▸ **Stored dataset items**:
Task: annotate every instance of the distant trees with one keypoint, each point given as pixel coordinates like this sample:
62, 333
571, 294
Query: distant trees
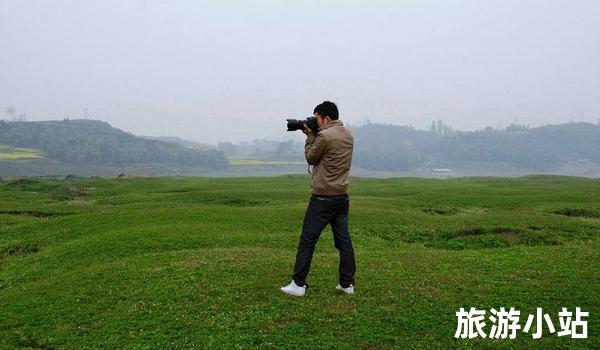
96, 142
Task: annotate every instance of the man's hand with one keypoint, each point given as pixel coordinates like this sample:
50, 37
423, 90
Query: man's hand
306, 130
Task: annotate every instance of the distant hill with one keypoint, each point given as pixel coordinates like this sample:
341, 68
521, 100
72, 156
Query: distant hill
93, 144
182, 142
542, 149
392, 150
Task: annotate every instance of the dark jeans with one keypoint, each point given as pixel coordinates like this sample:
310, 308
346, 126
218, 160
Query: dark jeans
323, 210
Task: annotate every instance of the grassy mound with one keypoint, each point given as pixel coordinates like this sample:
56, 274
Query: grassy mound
178, 262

▸ **YOUR INSTRUCTIONS**:
Turn all of the material above into a numbered list, one line per item and no blank lines. Leave out the pictures.

▸ **TASK OUTPUT**:
1. Task: annotate every instance of the distant trees with one keypoint, each point given as pixel coordinates like this sample:
2. 62, 333
3. 571, 294
4. Query: distant trees
5. 96, 142
6. Task: annotate every instance of the man's hand with one keypoint, each point given as pixel coordinates like this sample:
7. 50, 37
8. 423, 90
9. Query: man's hand
10. 306, 130
11. Task: annotate every instance of the distant hill with one keypoint, each point given as pixel coordinates like this sample:
12. 341, 68
13. 521, 100
14. 72, 156
15. Query: distant hill
16. 93, 144
17. 182, 142
18. 542, 149
19. 392, 150
20. Task: annotate every instance of the dark jeans with one keypoint, each point given as pixel coordinates like this sample:
21. 310, 308
22. 346, 126
23. 218, 160
24. Query: dark jeans
25. 323, 210
26. Task: annotate every instance of the grassy mound with one keypoint, each point given as pixel coordinates like this sample:
27. 56, 274
28. Query: grassy mound
29. 178, 262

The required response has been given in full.